start
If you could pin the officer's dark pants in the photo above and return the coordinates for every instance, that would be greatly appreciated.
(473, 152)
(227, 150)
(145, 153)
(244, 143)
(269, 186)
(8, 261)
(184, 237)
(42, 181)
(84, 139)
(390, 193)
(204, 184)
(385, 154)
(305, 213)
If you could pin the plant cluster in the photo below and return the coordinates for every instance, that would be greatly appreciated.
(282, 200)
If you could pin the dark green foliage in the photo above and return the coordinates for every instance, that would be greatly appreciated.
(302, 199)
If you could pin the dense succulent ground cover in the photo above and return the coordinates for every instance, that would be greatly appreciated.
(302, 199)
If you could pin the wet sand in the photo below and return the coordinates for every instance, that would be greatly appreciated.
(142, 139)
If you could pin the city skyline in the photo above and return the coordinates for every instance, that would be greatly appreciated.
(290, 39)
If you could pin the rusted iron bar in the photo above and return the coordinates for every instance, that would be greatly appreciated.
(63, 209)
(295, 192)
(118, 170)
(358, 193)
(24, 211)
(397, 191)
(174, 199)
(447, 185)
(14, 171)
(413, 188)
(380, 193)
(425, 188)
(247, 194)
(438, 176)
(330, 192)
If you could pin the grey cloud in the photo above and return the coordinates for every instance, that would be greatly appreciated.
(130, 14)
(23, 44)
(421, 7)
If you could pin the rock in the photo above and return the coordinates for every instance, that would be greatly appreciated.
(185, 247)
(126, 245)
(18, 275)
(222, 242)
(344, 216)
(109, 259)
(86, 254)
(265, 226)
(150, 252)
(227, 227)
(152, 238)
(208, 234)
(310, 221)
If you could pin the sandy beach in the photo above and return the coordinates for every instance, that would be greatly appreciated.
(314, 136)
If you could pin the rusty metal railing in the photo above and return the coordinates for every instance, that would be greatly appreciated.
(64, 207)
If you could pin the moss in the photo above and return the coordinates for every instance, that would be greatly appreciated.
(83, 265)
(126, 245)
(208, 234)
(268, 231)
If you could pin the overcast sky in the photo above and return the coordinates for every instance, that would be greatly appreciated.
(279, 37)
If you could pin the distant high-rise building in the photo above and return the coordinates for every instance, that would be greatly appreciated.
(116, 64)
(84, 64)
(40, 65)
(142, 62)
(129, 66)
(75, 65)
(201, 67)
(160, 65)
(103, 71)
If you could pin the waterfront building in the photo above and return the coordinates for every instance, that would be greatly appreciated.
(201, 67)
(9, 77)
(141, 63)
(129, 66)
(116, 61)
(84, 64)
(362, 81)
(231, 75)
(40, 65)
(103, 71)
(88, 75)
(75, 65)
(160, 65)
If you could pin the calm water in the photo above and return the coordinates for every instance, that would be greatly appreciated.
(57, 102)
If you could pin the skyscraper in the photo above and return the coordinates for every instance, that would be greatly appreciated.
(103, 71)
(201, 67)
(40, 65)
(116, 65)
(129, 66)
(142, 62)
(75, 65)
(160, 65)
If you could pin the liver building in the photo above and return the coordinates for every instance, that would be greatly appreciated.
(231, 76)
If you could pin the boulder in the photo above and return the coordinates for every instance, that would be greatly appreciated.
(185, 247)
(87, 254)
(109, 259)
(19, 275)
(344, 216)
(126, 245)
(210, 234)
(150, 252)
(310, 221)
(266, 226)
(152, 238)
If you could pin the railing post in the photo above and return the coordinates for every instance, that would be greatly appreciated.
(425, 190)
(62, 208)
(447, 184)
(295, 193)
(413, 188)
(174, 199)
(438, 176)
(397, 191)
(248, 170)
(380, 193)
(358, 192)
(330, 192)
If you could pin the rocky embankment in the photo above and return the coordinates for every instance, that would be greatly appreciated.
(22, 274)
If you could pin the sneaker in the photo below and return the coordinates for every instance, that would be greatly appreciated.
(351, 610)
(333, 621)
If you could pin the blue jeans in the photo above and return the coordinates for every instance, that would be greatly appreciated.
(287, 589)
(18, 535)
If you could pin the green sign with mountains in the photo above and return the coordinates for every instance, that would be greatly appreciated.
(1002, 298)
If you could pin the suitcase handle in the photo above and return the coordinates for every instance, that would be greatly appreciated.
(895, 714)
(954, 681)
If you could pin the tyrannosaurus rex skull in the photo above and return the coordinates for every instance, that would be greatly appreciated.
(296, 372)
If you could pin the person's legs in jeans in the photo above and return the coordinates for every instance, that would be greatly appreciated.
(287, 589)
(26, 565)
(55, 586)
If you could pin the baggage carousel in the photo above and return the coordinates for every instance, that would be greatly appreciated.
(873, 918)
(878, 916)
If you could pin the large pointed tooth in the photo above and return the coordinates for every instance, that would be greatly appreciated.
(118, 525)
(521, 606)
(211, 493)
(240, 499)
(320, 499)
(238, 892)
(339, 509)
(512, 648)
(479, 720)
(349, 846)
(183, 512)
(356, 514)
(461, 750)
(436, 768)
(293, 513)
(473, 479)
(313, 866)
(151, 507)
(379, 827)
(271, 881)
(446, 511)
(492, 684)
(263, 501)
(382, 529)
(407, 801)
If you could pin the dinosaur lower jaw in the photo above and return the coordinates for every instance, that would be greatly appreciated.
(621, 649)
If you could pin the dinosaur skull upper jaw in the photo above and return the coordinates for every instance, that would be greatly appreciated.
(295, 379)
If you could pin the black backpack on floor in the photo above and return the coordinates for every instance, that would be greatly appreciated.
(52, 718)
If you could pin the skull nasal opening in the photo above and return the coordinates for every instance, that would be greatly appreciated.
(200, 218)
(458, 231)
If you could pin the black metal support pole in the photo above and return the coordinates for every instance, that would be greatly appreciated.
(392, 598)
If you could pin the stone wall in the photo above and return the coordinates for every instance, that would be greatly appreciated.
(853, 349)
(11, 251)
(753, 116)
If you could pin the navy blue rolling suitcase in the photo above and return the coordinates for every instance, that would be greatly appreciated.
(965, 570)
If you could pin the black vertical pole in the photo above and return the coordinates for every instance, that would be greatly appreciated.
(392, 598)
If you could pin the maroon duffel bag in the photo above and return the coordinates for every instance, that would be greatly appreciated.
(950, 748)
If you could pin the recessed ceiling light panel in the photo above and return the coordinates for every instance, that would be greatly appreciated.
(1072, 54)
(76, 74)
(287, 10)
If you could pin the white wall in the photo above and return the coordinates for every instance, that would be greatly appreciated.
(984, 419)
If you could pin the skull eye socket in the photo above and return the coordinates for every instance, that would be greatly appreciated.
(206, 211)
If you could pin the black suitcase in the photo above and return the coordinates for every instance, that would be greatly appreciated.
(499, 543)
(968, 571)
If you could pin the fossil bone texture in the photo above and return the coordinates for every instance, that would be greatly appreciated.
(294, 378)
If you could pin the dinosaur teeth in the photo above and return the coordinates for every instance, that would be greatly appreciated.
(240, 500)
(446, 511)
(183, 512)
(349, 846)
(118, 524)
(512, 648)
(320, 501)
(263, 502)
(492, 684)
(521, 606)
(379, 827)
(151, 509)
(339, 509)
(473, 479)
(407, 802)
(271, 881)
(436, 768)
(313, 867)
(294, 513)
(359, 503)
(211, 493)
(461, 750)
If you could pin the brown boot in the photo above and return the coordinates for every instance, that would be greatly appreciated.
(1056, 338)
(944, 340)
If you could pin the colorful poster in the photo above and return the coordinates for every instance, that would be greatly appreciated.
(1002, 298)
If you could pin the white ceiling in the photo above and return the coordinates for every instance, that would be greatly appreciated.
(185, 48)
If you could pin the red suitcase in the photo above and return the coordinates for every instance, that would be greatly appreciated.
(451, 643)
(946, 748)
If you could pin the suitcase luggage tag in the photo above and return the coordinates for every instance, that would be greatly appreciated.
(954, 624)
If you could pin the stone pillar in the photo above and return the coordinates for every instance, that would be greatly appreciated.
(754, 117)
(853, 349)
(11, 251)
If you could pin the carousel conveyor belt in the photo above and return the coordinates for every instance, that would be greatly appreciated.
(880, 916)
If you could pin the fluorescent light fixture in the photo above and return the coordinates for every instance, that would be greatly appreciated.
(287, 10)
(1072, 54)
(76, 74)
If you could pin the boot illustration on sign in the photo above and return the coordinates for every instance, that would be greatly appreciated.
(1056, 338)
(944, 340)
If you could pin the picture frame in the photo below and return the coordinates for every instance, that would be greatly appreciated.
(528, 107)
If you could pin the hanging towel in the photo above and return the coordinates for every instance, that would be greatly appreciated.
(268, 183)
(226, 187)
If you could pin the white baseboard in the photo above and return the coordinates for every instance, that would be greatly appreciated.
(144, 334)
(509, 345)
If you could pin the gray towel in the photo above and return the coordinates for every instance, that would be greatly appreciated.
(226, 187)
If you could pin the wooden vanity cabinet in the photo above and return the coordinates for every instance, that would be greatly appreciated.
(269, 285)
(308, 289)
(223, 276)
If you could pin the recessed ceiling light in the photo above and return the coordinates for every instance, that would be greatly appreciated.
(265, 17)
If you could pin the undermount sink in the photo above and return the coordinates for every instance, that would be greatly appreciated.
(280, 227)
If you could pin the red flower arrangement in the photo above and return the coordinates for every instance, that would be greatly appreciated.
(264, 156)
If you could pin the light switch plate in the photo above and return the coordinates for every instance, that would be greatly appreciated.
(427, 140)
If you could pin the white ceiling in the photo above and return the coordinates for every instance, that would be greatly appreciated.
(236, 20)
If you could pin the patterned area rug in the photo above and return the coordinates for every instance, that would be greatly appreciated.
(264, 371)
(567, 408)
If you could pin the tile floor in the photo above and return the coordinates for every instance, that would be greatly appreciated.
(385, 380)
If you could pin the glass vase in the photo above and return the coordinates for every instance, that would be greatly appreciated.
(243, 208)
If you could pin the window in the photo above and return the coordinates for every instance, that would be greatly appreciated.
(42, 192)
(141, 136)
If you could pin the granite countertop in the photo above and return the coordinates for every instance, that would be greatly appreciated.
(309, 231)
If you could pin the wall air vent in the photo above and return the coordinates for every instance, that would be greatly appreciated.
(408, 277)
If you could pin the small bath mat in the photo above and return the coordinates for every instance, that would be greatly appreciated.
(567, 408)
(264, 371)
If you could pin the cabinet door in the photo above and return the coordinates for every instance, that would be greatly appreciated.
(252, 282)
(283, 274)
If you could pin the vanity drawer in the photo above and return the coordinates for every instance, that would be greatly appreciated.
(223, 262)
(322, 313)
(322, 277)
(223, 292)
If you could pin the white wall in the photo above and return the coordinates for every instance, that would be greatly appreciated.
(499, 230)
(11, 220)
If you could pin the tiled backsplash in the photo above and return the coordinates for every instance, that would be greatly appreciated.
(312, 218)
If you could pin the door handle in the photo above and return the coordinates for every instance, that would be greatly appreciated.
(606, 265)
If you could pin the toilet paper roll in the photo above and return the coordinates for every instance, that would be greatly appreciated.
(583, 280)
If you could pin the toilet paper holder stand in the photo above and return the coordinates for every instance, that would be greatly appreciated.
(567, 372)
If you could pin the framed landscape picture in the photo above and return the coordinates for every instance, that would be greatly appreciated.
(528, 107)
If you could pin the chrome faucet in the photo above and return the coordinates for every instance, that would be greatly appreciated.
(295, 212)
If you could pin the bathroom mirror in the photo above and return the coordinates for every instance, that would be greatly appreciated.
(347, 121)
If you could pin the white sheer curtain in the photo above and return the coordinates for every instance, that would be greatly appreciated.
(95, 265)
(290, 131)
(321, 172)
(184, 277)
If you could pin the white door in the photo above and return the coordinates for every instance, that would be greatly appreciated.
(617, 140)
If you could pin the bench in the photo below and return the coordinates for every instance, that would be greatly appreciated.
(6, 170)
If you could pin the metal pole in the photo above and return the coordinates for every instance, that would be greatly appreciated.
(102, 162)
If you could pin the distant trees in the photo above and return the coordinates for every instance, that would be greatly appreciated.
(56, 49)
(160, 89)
end
- [Direction] Write out exactly the final stretch of the records: the line containing "If you could pin the chrome" and every line after it, through the last, and nothing else.

- [Solution for this problem]
If you could pin the chrome faucet in the photo above and return the coordinates for every instance, that would be greatly appreciated.
(295, 212)
If you could pin the bathroom mirror in the photo above and return the coordinates for every instance, that would be greatly appreciated.
(347, 121)
If you could pin the white sheer curtain in the photo above and return the coordinates for every instance, that would be greatly appreciated.
(95, 265)
(290, 131)
(321, 172)
(184, 277)
If you could pin the white door in the photo above and return the coordinates for every instance, that would be greatly appreciated.
(617, 140)
If you could pin the bench in the photo below and return the coordinates for every instance, that would be greatly appreciated.
(6, 170)
If you could pin the metal pole in the photo above and return the coordinates for every instance, that would be greatly appreciated.
(102, 162)
If you could pin the distant trees in the photo above and return the coordinates for every instance, that would be greatly appreciated.
(56, 49)
(160, 89)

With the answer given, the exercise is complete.